| AIM OF THE TASK |
Go through the material below and copy each line exactly.

| WORKING DATA |

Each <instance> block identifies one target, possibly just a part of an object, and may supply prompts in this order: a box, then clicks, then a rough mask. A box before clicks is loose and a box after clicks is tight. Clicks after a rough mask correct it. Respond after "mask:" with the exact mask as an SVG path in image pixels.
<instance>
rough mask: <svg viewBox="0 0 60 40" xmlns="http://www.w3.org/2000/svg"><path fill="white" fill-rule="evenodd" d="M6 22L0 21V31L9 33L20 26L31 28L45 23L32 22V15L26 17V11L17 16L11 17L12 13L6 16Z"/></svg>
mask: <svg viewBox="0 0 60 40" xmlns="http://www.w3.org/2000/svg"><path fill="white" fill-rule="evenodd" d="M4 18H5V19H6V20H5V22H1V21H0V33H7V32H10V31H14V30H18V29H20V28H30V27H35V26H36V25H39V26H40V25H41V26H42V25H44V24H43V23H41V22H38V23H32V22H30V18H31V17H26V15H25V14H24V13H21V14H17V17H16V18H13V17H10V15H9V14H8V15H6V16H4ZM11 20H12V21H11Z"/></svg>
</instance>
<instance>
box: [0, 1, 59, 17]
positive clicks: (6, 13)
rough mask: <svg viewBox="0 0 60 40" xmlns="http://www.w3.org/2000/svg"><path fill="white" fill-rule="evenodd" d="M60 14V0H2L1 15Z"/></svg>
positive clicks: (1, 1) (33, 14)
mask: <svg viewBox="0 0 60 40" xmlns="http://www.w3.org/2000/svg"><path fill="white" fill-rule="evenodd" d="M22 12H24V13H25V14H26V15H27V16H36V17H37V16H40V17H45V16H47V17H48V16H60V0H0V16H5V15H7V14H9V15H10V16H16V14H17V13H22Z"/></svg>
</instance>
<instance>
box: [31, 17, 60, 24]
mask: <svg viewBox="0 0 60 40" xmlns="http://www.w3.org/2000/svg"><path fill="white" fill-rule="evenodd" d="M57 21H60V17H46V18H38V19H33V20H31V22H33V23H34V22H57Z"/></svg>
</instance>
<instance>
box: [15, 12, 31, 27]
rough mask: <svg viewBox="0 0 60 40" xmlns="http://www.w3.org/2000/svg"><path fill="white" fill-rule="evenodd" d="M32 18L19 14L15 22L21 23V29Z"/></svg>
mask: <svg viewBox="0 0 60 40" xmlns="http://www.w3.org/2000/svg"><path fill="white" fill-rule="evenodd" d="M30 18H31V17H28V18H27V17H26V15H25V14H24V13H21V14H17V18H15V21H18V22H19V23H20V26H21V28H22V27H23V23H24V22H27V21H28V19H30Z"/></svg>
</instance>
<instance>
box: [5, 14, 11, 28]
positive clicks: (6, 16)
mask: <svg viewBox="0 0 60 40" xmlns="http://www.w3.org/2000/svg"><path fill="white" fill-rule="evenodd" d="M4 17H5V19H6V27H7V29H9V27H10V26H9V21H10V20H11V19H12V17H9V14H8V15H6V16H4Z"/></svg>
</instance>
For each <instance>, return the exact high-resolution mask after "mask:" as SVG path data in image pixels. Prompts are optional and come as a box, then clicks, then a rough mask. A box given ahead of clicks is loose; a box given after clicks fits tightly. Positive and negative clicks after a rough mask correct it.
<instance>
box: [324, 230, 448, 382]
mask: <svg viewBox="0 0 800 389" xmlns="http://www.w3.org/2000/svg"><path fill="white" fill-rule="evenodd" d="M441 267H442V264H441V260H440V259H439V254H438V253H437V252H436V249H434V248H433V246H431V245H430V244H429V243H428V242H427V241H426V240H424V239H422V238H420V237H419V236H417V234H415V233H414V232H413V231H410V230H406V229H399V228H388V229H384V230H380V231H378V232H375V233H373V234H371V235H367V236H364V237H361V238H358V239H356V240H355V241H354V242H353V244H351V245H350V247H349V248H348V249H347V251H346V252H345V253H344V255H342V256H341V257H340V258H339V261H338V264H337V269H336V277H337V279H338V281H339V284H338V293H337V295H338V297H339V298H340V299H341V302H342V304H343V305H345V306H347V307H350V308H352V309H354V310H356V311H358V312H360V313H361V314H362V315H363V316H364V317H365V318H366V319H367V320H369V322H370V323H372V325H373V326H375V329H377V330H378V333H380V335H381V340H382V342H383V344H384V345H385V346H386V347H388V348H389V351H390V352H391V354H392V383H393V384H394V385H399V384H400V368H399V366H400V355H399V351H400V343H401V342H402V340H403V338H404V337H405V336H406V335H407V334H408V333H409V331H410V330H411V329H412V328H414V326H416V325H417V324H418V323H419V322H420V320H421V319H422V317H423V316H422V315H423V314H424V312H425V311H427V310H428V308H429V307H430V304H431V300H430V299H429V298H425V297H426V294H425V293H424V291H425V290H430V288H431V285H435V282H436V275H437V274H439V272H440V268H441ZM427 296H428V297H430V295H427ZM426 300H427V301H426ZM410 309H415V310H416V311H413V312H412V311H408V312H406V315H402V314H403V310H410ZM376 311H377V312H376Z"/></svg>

| EXPECTED ANSWER |
Each <instance> block identifies one target, possibly just a part of an object, and may supply prompts in this order: a box, then clicks, then a rough mask. A box before clicks is loose and a box after clicks is tight. Clicks after a rough mask correct it. Respond after "mask:" with the exact mask as an SVG path in image pixels.
<instance>
rough mask: <svg viewBox="0 0 60 40" xmlns="http://www.w3.org/2000/svg"><path fill="white" fill-rule="evenodd" d="M6 22L0 21V31L9 33L20 26L31 28L45 23L32 22V15L26 17V11L17 16L11 17L12 13L6 16Z"/></svg>
mask: <svg viewBox="0 0 60 40" xmlns="http://www.w3.org/2000/svg"><path fill="white" fill-rule="evenodd" d="M4 18H5V19H6V20H5V22H1V21H0V33H7V32H10V31H14V30H18V29H20V28H30V27H35V26H36V25H39V26H40V25H41V26H42V25H44V24H43V23H41V22H38V23H32V22H30V18H31V17H26V15H25V14H24V13H21V14H17V17H16V18H13V17H10V15H9V14H8V15H6V16H4ZM11 20H12V21H11Z"/></svg>
</instance>
<instance>
box: [0, 1, 59, 17]
positive clicks: (6, 13)
rough mask: <svg viewBox="0 0 60 40" xmlns="http://www.w3.org/2000/svg"><path fill="white" fill-rule="evenodd" d="M60 14V0H2L1 15Z"/></svg>
positive clicks: (1, 1) (33, 14)
mask: <svg viewBox="0 0 60 40" xmlns="http://www.w3.org/2000/svg"><path fill="white" fill-rule="evenodd" d="M22 12H24V13H25V14H26V15H27V16H36V17H37V16H40V17H45V16H47V17H48V16H60V0H0V16H5V15H7V14H9V15H10V16H16V14H17V13H22Z"/></svg>
</instance>
<instance>
box: [31, 17, 60, 24]
mask: <svg viewBox="0 0 60 40" xmlns="http://www.w3.org/2000/svg"><path fill="white" fill-rule="evenodd" d="M57 21H60V17H46V18H38V19H33V20H31V22H33V23H34V22H57Z"/></svg>
</instance>
<instance>
box: [15, 12, 31, 27]
rough mask: <svg viewBox="0 0 60 40" xmlns="http://www.w3.org/2000/svg"><path fill="white" fill-rule="evenodd" d="M32 18L19 14L15 22L21 23V29Z"/></svg>
mask: <svg viewBox="0 0 60 40" xmlns="http://www.w3.org/2000/svg"><path fill="white" fill-rule="evenodd" d="M30 18H31V17H28V18H27V17H26V15H25V14H24V13H21V14H17V18H15V21H18V22H19V23H20V26H21V28H22V27H23V23H24V22H27V21H28V19H30Z"/></svg>
</instance>
<instance>
box: [5, 14, 11, 28]
positive clicks: (6, 16)
mask: <svg viewBox="0 0 60 40" xmlns="http://www.w3.org/2000/svg"><path fill="white" fill-rule="evenodd" d="M4 17H5V19H6V27H7V29H9V27H10V26H9V21H10V20H11V19H12V17H9V14H8V15H6V16H4Z"/></svg>
</instance>
For each <instance>, return the exact high-resolution mask after "mask:" as SVG path data in image pixels. Prompts are optional and come as a box, then clicks, then a rough mask. A box given ahead of clicks is loose; a box given after clicks fits tightly. Positive and negative clicks after a rough mask correct it.
<instance>
box: [324, 230, 448, 382]
mask: <svg viewBox="0 0 800 389" xmlns="http://www.w3.org/2000/svg"><path fill="white" fill-rule="evenodd" d="M441 267H442V264H441V260H440V259H439V254H438V253H437V252H436V249H434V248H433V246H431V245H430V244H429V243H428V242H427V241H426V240H424V239H422V238H420V237H419V236H417V234H415V233H414V232H413V231H410V230H406V229H399V228H388V229H384V230H380V231H378V232H375V233H373V234H371V235H367V236H364V237H361V238H358V239H356V240H355V241H354V242H353V244H351V245H350V247H349V248H348V249H347V251H346V252H345V253H344V255H342V256H341V257H340V258H339V261H338V264H337V269H336V277H337V279H338V281H339V284H338V293H337V295H338V297H339V298H340V299H341V302H342V304H343V305H345V306H347V307H350V308H352V309H354V310H356V311H358V312H360V313H361V314H362V315H363V316H364V317H365V318H366V319H367V320H369V322H370V323H372V325H373V326H375V329H377V330H378V333H380V335H381V340H382V342H383V344H384V345H385V346H386V347H388V348H389V351H390V352H391V354H392V383H393V384H394V385H399V384H400V368H399V366H400V355H399V351H400V343H401V342H402V340H403V338H404V337H405V336H406V335H407V334H408V333H409V331H410V330H411V329H412V328H414V326H416V325H417V324H418V323H419V322H420V320H421V319H422V317H423V316H422V315H423V314H424V312H425V311H427V310H428V308H429V307H430V304H431V300H430V299H429V298H425V297H426V294H425V293H424V291H425V290H430V288H431V285H435V282H436V275H437V274H439V272H440V268H441ZM427 296H428V297H430V295H427ZM426 300H427V301H426ZM410 309H415V310H416V311H413V312H412V311H408V312H406V315H402V314H403V310H410ZM376 311H377V312H376Z"/></svg>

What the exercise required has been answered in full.